=== Input data ===
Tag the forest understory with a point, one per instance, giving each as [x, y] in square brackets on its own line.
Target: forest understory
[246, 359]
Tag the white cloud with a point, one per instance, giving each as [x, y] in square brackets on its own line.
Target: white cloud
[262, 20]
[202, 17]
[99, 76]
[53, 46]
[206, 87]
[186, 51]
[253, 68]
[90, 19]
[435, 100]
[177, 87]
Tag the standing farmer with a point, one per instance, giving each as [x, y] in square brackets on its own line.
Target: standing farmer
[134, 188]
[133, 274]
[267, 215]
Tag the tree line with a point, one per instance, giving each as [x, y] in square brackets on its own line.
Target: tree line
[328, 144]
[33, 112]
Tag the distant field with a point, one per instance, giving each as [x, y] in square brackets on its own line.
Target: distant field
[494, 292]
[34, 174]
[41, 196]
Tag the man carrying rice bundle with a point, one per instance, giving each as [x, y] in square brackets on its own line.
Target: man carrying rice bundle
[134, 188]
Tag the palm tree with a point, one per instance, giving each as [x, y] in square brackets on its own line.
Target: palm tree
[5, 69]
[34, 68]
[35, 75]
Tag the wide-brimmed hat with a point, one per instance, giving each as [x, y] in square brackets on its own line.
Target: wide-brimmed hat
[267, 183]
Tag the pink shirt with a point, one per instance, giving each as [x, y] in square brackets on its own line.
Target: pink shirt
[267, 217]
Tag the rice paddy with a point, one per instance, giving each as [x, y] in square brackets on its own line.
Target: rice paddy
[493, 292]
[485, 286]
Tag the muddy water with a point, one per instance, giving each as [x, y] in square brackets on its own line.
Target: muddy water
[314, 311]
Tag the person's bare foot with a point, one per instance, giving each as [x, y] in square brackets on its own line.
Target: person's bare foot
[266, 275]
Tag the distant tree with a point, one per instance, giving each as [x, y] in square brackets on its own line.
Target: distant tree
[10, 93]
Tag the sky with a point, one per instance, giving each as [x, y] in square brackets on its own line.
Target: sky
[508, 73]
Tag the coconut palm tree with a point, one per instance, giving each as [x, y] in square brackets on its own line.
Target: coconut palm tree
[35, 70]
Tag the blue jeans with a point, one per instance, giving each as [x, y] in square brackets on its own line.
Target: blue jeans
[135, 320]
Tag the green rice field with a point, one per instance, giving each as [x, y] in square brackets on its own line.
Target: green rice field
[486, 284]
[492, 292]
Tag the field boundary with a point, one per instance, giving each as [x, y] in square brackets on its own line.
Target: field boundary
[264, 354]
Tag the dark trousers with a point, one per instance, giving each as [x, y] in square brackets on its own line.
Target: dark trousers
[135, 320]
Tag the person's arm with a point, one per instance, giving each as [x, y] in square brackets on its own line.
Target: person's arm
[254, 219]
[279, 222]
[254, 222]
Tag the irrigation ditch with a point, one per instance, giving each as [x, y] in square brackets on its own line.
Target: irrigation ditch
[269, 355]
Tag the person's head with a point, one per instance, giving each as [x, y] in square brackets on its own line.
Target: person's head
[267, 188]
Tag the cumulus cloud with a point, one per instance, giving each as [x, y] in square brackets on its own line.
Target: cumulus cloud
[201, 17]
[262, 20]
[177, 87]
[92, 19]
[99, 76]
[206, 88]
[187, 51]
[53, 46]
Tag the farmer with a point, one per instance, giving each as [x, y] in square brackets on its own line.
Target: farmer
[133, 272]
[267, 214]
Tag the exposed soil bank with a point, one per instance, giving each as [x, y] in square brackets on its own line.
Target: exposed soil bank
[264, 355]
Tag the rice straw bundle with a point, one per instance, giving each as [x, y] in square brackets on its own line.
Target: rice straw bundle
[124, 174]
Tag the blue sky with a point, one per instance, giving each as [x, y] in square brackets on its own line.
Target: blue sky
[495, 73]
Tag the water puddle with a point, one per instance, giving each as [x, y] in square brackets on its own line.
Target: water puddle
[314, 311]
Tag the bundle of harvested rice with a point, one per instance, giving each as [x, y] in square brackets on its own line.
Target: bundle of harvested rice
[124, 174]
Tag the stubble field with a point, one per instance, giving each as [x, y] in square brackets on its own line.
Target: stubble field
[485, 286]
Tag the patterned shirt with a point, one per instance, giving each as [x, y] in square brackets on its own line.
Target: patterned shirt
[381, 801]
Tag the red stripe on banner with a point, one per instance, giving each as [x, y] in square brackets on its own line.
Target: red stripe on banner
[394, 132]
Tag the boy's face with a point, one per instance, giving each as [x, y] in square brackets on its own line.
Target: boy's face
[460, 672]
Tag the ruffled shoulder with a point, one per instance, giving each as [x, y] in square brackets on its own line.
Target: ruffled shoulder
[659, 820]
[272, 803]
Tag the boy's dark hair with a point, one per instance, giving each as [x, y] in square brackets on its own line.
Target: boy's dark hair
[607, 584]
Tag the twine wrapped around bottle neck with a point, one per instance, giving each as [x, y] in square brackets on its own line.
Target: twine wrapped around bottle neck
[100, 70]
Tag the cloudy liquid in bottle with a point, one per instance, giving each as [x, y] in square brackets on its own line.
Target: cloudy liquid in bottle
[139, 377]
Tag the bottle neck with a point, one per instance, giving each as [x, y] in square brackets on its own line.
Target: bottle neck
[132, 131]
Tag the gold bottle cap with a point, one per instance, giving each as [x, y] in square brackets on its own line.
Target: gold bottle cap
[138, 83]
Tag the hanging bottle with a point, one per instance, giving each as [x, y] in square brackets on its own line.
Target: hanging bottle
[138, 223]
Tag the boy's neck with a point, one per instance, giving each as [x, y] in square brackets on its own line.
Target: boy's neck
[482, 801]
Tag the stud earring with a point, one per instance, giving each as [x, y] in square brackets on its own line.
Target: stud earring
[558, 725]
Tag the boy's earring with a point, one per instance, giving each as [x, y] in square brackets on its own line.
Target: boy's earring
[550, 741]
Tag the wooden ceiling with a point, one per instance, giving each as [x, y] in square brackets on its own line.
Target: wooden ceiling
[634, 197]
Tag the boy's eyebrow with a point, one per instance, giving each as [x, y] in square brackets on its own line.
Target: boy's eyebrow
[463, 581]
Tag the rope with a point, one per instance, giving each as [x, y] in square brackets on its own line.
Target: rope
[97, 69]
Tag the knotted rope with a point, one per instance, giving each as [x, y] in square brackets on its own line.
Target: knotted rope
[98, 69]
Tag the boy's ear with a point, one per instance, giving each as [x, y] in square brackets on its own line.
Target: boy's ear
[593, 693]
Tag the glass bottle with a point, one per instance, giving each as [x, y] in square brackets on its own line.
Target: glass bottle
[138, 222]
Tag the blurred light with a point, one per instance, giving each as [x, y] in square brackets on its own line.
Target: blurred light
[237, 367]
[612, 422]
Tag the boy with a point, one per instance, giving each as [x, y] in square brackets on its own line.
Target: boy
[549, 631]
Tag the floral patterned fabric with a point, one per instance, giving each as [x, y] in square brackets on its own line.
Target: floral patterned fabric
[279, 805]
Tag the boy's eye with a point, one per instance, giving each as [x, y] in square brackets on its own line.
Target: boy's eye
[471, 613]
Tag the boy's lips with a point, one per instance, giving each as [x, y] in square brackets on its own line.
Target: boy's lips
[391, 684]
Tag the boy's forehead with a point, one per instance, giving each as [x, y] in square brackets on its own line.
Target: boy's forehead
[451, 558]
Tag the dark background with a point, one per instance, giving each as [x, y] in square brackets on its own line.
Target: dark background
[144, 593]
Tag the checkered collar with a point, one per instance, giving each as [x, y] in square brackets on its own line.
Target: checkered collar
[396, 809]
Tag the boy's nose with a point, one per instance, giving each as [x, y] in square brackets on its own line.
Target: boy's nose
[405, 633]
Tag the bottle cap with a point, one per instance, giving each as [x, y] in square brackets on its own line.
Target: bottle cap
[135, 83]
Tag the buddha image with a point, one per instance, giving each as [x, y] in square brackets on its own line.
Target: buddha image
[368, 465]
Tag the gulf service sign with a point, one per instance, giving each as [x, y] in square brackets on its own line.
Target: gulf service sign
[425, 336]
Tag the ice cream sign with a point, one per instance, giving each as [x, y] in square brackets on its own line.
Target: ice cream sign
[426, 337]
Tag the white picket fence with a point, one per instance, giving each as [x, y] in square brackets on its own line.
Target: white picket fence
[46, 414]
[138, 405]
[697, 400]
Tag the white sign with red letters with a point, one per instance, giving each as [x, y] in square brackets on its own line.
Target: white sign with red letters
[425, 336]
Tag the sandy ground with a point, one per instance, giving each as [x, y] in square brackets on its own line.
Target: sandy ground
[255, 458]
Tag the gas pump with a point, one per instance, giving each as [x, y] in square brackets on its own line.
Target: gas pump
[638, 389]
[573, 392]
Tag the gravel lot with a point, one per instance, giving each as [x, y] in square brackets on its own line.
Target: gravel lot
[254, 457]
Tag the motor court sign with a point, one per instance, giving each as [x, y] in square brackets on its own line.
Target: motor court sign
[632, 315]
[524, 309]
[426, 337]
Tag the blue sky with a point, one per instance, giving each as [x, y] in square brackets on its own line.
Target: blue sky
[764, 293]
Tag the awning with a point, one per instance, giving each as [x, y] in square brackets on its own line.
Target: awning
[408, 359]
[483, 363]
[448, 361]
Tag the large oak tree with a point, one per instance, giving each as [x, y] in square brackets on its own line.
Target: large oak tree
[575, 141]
===
**Work to be completed**: Set down only the line containing "Target: motor court sign" and the lines after it through the end, exactly as they appear above.

**Answer**:
Target: motor court sign
[632, 315]
[524, 309]
[426, 337]
Tag the blue sky with a point, one per instance, giving each as [x, y] in square brackets on its own line.
Target: blue sky
[764, 293]
Tag the awning with a point, one per instance, giving each as [x, y] in square brackets on its own line.
Target: awning
[408, 359]
[483, 363]
[448, 361]
Tag the large oak tree with a point, one per instance, giving each as [x, y] in square brackets on its own line.
Target: large oak tree
[575, 141]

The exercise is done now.